THE PROBLEM.
Every record should be restated exactly, with no images included.

STUDY MATERIAL.
· · ·

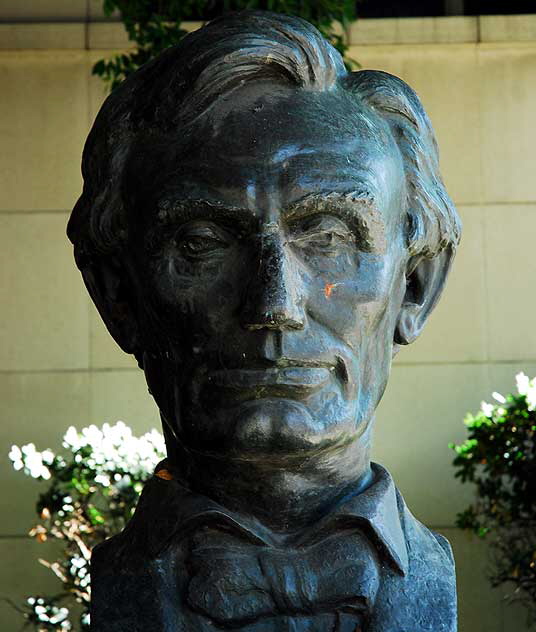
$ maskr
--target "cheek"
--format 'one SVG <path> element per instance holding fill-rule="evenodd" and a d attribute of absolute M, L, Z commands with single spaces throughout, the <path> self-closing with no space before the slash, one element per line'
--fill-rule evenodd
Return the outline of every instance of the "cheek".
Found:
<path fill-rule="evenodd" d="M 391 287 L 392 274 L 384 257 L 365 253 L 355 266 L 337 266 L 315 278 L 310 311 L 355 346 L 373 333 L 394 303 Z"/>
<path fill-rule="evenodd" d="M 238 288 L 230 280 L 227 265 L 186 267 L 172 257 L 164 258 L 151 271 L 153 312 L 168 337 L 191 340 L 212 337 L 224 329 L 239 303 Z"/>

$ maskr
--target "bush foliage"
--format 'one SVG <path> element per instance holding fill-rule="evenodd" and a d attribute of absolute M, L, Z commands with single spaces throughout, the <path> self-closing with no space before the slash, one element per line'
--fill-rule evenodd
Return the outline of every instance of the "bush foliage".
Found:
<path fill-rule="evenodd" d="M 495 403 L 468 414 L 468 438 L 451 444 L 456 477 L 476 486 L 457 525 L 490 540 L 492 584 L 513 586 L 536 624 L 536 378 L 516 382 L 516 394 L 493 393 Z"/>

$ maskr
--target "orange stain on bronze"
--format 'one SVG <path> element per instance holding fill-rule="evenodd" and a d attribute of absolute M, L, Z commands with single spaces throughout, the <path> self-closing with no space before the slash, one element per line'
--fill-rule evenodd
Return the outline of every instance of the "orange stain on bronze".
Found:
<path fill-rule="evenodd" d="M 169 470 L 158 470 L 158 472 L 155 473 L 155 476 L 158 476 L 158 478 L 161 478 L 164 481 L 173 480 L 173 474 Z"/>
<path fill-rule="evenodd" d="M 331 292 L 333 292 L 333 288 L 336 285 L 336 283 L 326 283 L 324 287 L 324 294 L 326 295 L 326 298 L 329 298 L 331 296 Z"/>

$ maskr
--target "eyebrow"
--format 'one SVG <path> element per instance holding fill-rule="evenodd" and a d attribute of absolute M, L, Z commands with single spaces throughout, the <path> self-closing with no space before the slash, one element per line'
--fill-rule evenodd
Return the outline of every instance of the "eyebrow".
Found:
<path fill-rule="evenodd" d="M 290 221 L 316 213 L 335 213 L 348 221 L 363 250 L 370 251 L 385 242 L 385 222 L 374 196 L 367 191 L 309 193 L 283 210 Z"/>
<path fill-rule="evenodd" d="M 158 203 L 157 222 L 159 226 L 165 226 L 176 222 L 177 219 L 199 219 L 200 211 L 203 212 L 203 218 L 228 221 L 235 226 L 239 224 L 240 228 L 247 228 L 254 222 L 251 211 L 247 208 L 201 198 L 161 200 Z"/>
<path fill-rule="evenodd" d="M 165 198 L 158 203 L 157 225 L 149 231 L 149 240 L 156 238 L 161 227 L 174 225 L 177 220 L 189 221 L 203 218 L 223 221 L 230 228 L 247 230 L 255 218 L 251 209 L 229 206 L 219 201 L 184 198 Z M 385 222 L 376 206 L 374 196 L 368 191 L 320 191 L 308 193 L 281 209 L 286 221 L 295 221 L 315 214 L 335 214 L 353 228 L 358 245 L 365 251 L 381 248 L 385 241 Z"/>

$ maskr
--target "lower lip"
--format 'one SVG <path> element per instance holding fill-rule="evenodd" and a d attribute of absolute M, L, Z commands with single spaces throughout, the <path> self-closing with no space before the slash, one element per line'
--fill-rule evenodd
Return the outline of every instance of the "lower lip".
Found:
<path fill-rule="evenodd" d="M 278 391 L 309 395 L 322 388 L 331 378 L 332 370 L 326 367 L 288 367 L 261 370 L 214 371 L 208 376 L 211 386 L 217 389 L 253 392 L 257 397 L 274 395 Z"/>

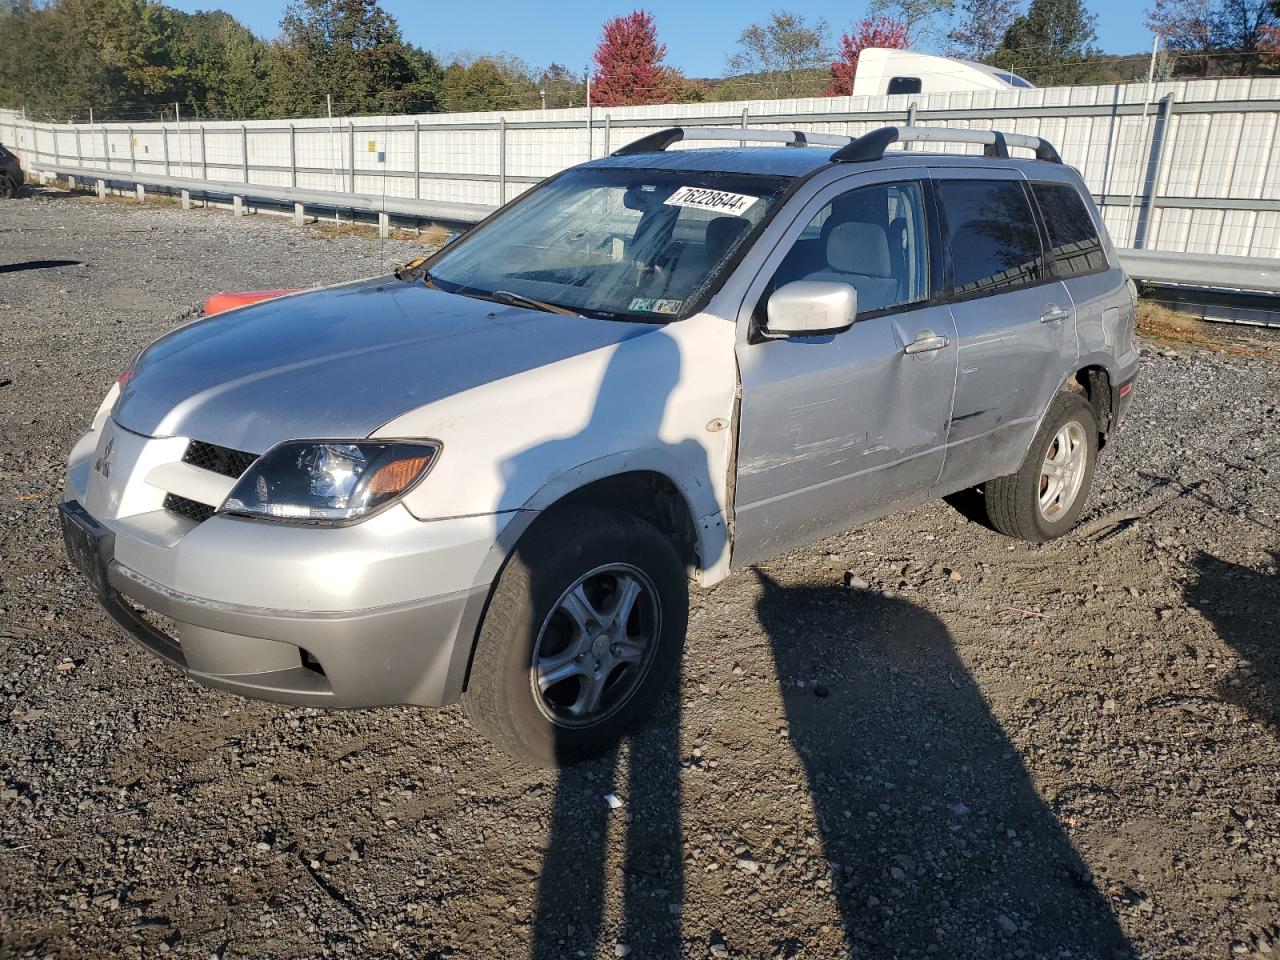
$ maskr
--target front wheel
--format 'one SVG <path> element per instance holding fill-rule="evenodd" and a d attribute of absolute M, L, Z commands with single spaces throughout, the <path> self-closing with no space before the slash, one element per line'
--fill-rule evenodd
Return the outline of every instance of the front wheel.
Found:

· · ·

THE COMPLETED TASK.
$ maskr
--target "cheek"
--format 'one SVG <path> element per instance holding fill-rule="evenodd" and a d attribute of absolute M, L, Z commands with single spaces throughout, the <path> self-closing with no space before the slash, one element per line'
--fill-rule evenodd
Return the outline of every instance of the "cheek".
Found:
<path fill-rule="evenodd" d="M 391 287 L 392 274 L 384 257 L 365 253 L 355 266 L 337 266 L 315 278 L 310 311 L 355 346 L 373 333 L 394 303 Z"/>
<path fill-rule="evenodd" d="M 238 288 L 230 280 L 227 265 L 186 267 L 172 257 L 164 258 L 151 271 L 153 312 L 168 337 L 191 340 L 212 337 L 224 329 L 239 303 Z"/>

$ maskr
--target "bush foliage"
--format 'one SVG <path> element per instance holding fill-rule="evenodd" and a d attribute of absolute M, L, Z commands with single spaces throughout, the <path> self-closing with no space before the slash, one element per line'
--fill-rule evenodd
Return the outline of every instance of the "bush foliage".
Found:
<path fill-rule="evenodd" d="M 495 403 L 468 414 L 468 438 L 451 444 L 456 477 L 476 486 L 457 525 L 490 540 L 492 584 L 513 586 L 536 624 L 536 378 L 516 382 L 516 394 L 493 393 Z"/>

$ maskr
--target "orange stain on bronze"
--format 'one SVG <path> element per instance holding fill-rule="evenodd" and a d attribute of absolute M, L, Z commands with single spaces throughout, the <path> self-closing with no space before the slash, one element per line'
--fill-rule evenodd
Return the outline of every instance of the "orange stain on bronze".
Found:
<path fill-rule="evenodd" d="M 169 470 L 158 470 L 158 472 L 155 473 L 155 476 L 158 476 L 158 478 L 161 478 L 164 481 L 173 480 L 173 474 Z"/>
<path fill-rule="evenodd" d="M 331 292 L 333 292 L 333 288 L 336 285 L 336 283 L 326 283 L 324 287 L 324 294 L 326 295 L 326 298 L 329 298 L 331 296 Z"/>

$ maskr
--target "eyebrow"
--format 'one SVG <path> element per instance holding fill-rule="evenodd" and a d attribute of absolute M, L, Z commands with single spaces throughout, the <path> self-closing with no space before the slash, one element per line'
--fill-rule evenodd
Return the outline of every instance of the "eyebrow".
Found:
<path fill-rule="evenodd" d="M 290 221 L 316 213 L 335 213 L 348 221 L 363 250 L 370 251 L 385 242 L 385 222 L 374 196 L 367 191 L 309 193 L 283 210 Z"/>
<path fill-rule="evenodd" d="M 158 203 L 157 222 L 159 226 L 165 226 L 176 222 L 177 219 L 199 219 L 200 211 L 203 212 L 203 218 L 228 221 L 235 226 L 239 224 L 240 228 L 247 228 L 254 222 L 251 211 L 247 208 L 201 198 L 161 200 Z"/>
<path fill-rule="evenodd" d="M 165 198 L 158 203 L 157 225 L 149 231 L 149 240 L 156 238 L 161 227 L 174 225 L 177 220 L 189 221 L 203 218 L 223 221 L 230 228 L 247 230 L 255 218 L 251 209 L 229 206 L 219 201 L 184 198 Z M 385 222 L 376 206 L 374 196 L 368 191 L 320 191 L 308 193 L 281 209 L 286 221 L 295 221 L 315 214 L 335 214 L 353 228 L 358 245 L 365 251 L 381 248 L 385 241 Z"/>

$ maskr
--target "lower lip"
--format 'one SVG <path> element per instance holding fill-rule="evenodd" and a d attribute of absolute M, L, Z commands with single spaces throughout, the <path> self-closing with no space before the slash, one element per line'
--fill-rule evenodd
Return the outline of every instance of the "lower lip".
Found:
<path fill-rule="evenodd" d="M 278 391 L 309 395 L 322 388 L 331 378 L 332 370 L 326 367 L 288 367 L 261 370 L 214 371 L 208 376 L 211 386 L 217 389 L 253 392 L 257 397 L 274 395 Z"/>

$ maskr
--target front wheel
--format 'one SVG <path> element per instance holding fill-rule="evenodd" and a d attribute of absolute M, L, Z commands with single spaces throughout, the <path> self-closing with no space before the slash, one element per line'
--fill-rule evenodd
Return the outline of every instance of the front wheel.
Found:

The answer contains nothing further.